====== Excerpt to read

American Colonization Society
Coin (1833)
One such opponent of the ACS and emigration to African was David Walker. In his Appeal in Four Articles, Walker blasts the thought of leaving the United States. For Walker, the ACS's plan to colonize African with free people of color would pave the way for whites to continue the practice of slavery. He writes that the ACS's desire was “to fix a plan to get those of the coloured people, who are said to be free, away from among those of our brethren whom they unjustly hold in bondage, so they may be enabled to keep them the more secure in ignorance and wretchedness” (52). To counteract those that would say that emigration is good because it would provide free people of color with their own land, Walker states, “This country is as much ours as it is the whites, whether they will admit it now or not, they will see and believe it by and by” (62). Walker then asks what makes it so hard to fight institutions like the ACS and slavery, and he simply responds by saying that blacks “are too servile to assert [their] rights as men,” and to show this, he asks why whites do not use others as “body servants” (71).

Ned, in The Autobiography of Miss Jane Pittman, echoes these same sentiments in his speech down by the river. He tells his audience that they must not be cowards and that they must fight. Ned reinforces the  thought, too, that his audience should not leave because the earth is theirs. He tells them that men cannot own the earth, but he gives them pride by stating that the land is theirs because the bones of their ancestors reside there and the ancestors "sweat and their blood done drenched this earth" that they plowed and cultivated (112). America, and the specific land in Ned's speech, belongs to them because of the work they did and the lives they loved there. No one can take that away.

============
====== Excerpted records

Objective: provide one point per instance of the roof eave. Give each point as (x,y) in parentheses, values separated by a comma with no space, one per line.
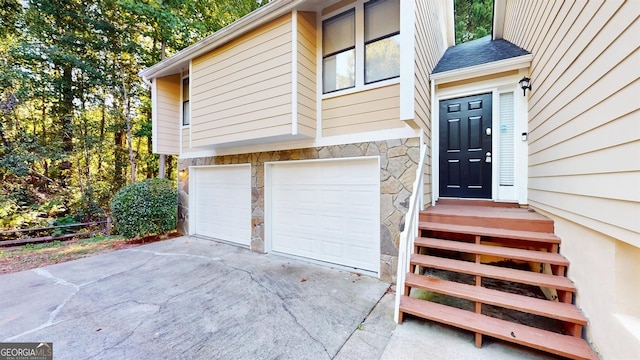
(254,19)
(514,63)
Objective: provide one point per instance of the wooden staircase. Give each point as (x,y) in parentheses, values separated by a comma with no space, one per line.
(471,261)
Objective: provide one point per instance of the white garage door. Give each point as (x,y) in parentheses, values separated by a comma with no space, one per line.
(328,211)
(220,203)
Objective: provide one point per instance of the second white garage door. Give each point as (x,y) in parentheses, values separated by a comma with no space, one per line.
(327,211)
(220,203)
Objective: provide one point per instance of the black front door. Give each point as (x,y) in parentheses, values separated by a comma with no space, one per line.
(465,147)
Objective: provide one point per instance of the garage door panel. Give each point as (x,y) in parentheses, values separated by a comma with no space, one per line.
(222,196)
(327,211)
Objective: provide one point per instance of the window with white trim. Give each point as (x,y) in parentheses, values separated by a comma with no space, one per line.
(371,29)
(186,109)
(381,40)
(338,51)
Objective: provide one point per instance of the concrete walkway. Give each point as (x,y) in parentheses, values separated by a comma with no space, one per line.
(188,298)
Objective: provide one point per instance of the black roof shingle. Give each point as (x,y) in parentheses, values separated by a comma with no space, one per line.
(476,52)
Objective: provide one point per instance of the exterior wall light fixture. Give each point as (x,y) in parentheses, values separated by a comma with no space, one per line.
(525,83)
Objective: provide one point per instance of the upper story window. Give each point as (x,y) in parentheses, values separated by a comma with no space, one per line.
(339,51)
(186,110)
(381,40)
(361,45)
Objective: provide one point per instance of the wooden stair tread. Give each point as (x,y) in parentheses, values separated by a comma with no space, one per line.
(564,345)
(506,252)
(492,232)
(550,309)
(495,272)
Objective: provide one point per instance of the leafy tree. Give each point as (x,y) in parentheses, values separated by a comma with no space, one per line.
(473,19)
(75,116)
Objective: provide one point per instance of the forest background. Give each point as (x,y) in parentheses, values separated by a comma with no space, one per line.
(75,117)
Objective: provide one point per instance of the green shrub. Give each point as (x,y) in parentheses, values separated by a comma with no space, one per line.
(145,207)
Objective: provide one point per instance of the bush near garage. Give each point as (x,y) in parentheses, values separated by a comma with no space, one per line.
(145,207)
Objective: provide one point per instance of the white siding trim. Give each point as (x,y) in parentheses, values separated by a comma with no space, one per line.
(319,79)
(380,135)
(407,60)
(294,72)
(190,103)
(154,116)
(435,142)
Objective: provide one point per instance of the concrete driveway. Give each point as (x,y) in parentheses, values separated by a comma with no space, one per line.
(188,298)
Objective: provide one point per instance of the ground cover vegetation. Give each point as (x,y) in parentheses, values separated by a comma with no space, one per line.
(75,117)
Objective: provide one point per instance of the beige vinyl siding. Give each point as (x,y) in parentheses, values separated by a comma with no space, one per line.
(370,110)
(168,109)
(428,50)
(242,90)
(306,73)
(584,142)
(185,140)
(583,111)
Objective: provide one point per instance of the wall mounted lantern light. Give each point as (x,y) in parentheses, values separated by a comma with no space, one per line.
(525,83)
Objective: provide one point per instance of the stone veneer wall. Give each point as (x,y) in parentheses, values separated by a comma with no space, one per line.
(398,165)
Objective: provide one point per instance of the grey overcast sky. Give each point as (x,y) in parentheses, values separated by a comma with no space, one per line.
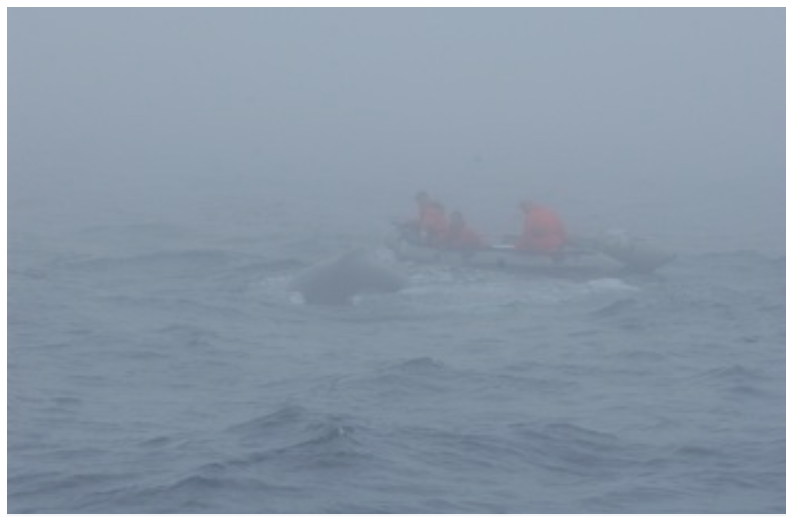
(678,111)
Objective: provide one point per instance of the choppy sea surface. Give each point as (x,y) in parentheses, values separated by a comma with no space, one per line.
(154,368)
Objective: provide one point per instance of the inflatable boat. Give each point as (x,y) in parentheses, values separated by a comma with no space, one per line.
(611,252)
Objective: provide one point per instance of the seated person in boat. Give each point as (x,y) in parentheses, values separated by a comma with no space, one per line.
(430,227)
(544,231)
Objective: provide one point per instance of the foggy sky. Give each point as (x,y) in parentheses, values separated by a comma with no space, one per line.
(663,117)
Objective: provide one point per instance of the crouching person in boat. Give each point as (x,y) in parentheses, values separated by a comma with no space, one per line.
(544,232)
(460,236)
(430,227)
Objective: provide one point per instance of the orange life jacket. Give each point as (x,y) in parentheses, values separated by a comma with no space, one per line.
(433,221)
(543,231)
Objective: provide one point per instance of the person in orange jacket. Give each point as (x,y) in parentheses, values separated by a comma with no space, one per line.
(544,231)
(432,221)
(460,236)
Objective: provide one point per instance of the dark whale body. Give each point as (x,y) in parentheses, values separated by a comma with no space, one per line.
(338,281)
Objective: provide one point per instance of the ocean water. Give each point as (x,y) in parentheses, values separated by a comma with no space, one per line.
(156,368)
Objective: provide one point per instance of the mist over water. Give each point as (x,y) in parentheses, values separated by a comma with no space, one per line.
(170,171)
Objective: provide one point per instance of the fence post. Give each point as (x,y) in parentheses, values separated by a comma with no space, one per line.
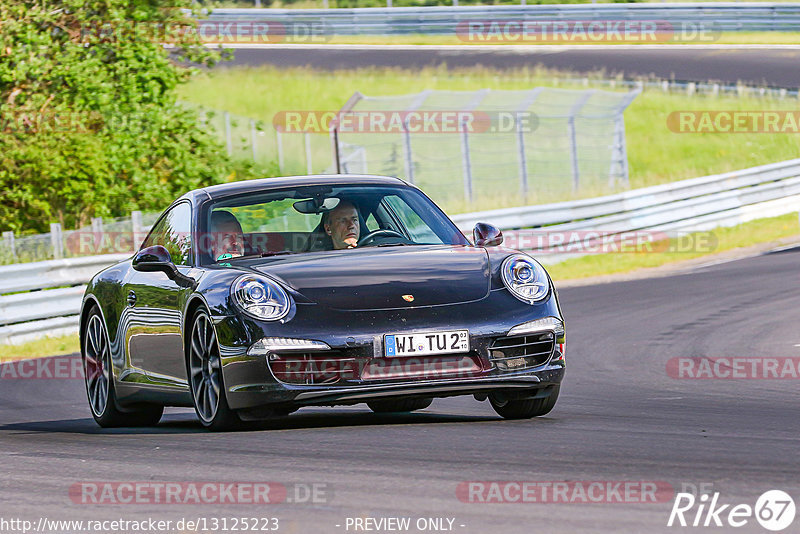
(136,223)
(573,142)
(56,241)
(523,164)
(309,169)
(253,137)
(228,140)
(97,233)
(337,156)
(467,163)
(8,239)
(279,140)
(408,158)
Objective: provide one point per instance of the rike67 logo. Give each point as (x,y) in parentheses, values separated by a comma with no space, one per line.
(774,510)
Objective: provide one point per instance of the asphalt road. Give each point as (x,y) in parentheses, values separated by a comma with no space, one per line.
(771,66)
(620,418)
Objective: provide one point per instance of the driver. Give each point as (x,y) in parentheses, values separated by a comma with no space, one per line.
(342,225)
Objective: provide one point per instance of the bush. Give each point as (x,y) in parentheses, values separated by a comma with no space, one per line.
(89,124)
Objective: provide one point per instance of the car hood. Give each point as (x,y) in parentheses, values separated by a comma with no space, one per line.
(386,278)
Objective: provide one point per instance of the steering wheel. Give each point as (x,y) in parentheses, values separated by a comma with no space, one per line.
(381,232)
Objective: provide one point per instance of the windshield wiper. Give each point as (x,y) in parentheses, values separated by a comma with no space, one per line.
(261,255)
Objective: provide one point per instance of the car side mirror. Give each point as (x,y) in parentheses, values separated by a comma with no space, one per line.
(157,259)
(486,235)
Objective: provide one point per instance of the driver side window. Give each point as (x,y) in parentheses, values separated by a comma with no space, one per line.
(173,232)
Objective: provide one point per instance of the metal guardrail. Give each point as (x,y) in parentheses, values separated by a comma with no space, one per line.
(693,205)
(438,20)
(34,310)
(689,205)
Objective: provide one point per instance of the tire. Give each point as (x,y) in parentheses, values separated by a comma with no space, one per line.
(525,408)
(399,405)
(99,380)
(204,369)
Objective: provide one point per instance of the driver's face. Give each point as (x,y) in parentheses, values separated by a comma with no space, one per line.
(343,227)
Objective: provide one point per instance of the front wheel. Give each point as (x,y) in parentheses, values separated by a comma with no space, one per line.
(399,405)
(99,378)
(205,376)
(524,408)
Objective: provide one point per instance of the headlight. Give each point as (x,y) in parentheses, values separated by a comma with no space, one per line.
(525,278)
(261,297)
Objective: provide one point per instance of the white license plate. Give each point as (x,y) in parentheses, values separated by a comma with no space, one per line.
(426,343)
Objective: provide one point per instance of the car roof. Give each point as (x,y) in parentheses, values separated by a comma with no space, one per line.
(264,184)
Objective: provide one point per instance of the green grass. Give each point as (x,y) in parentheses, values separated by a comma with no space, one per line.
(656,155)
(743,235)
(42,347)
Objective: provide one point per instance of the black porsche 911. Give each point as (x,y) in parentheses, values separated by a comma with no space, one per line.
(250,300)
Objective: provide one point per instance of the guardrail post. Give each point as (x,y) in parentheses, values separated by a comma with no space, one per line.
(56,240)
(279,141)
(136,223)
(466,162)
(253,137)
(407,155)
(228,139)
(307,140)
(8,241)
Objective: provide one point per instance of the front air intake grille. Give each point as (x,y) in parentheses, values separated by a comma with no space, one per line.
(324,367)
(521,352)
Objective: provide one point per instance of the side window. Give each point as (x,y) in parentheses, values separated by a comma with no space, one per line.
(174,232)
(417,229)
(371,223)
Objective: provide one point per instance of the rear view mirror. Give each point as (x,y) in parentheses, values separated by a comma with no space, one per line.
(486,235)
(316,205)
(157,259)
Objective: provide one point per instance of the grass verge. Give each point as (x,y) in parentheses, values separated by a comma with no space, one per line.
(656,154)
(41,347)
(743,235)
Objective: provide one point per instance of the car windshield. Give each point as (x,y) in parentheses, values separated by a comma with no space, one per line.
(318,218)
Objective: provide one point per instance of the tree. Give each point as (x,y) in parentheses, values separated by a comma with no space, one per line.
(89,122)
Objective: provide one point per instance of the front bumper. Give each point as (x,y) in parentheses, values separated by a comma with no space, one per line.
(251,383)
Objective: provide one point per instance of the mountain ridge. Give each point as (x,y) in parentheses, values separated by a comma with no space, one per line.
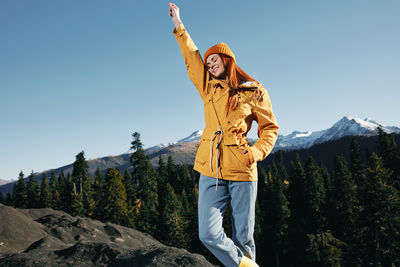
(183,150)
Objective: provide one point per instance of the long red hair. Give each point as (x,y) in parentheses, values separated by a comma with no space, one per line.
(234,76)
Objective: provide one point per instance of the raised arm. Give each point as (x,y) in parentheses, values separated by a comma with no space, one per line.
(197,71)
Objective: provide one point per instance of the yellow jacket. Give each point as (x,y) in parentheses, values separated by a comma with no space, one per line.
(224,137)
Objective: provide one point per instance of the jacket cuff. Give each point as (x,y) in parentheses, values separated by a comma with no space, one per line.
(180,30)
(256,153)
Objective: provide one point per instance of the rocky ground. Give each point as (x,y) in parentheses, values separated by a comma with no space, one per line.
(46,237)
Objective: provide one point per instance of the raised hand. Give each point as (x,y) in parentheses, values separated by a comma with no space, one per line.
(174,13)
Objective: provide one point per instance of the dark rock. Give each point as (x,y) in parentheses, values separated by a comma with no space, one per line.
(45,237)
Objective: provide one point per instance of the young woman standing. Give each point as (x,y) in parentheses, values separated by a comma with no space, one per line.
(226,162)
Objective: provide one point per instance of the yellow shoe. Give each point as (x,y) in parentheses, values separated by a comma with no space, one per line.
(247,262)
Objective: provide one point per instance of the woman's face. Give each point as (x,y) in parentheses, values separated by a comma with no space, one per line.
(215,65)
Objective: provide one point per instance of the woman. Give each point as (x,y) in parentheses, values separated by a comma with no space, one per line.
(226,162)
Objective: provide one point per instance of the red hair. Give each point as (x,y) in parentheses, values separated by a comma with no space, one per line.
(235,76)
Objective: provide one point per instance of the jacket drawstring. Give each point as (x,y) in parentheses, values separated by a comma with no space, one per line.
(219,132)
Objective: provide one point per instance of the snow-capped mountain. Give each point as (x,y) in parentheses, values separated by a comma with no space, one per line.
(195,136)
(347,126)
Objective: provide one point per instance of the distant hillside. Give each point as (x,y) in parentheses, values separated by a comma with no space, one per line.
(326,152)
(4,181)
(47,237)
(181,153)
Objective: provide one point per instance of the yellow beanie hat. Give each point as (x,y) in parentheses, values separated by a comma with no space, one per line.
(220,48)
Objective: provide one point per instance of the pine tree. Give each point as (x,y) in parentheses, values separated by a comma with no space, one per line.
(381,215)
(73,204)
(99,188)
(83,185)
(144,173)
(173,224)
(116,208)
(33,192)
(162,176)
(357,166)
(55,193)
(9,200)
(297,222)
(19,194)
(45,193)
(65,195)
(390,157)
(345,209)
(275,218)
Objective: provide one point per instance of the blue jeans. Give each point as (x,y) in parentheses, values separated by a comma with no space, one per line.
(211,209)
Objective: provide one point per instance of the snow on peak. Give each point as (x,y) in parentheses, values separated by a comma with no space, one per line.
(194,136)
(346,126)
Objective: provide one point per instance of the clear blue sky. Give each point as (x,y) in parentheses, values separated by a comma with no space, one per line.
(84,75)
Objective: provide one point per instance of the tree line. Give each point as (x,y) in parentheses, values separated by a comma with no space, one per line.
(305,214)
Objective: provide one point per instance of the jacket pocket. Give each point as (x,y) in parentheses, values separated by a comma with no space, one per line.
(234,159)
(203,151)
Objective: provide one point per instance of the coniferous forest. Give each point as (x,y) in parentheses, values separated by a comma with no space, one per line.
(306,215)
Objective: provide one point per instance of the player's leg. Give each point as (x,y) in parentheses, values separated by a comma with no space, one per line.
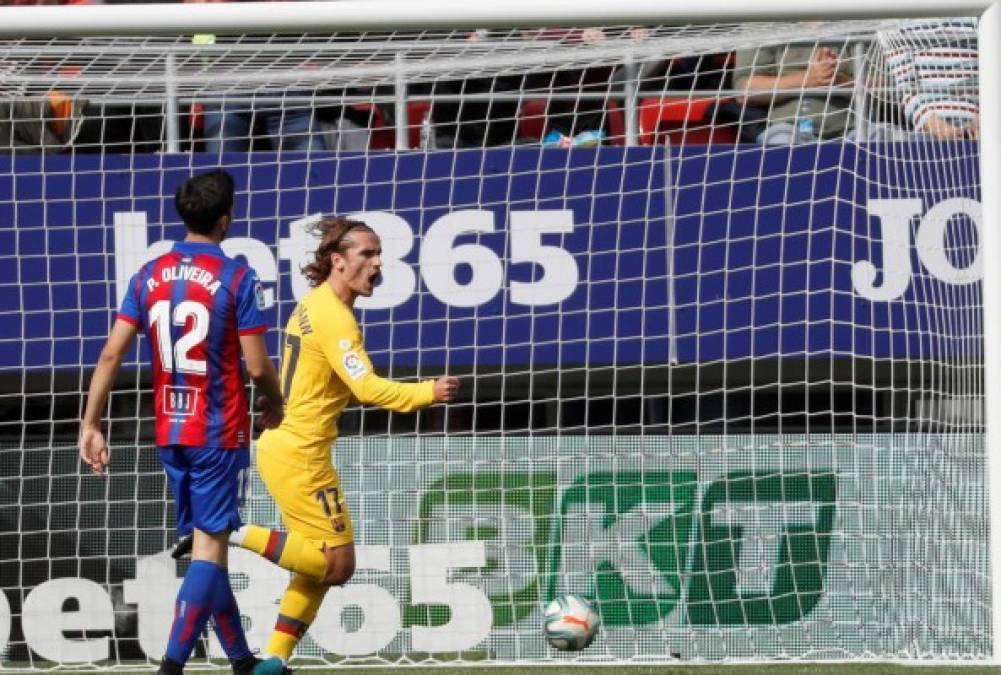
(193,605)
(298,608)
(313,509)
(217,486)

============

» **What is asked**
(a) Can you reproduce the excerpt on the American Colonization Society word for word, beginning at the words "Ned, in The" and stopping after "take that away."?
(b) How would you render this sentence from the excerpt on the American Colonization Society in Spanish: "He tells his audience that they must not be cowards and that they must fight."
The listing is separate material, apart from the excerpt on the American Colonization Society.

» **Task-by-task results**
(a)
Ned, in The Autobiography of Miss Jane Pittman, echoes these same sentiments in his speech down by the river. He tells his audience that they must not be cowards and that they must fight. Ned reinforces the  thought, too, that his audience should not leave because the earth is theirs. He tells them that men cannot own the earth, but he gives them pride by stating that the land is theirs because the bones of their ancestors reside there and the ancestors "sweat and their blood done drenched this earth" that they plowed and cultivated (112). America, and the specific land in Ned's speech, belongs to them because of the work they did and the lives they loved there. No one can take that away.

(b) Les dice a su público que no deben ser cobardes y que deben luchar.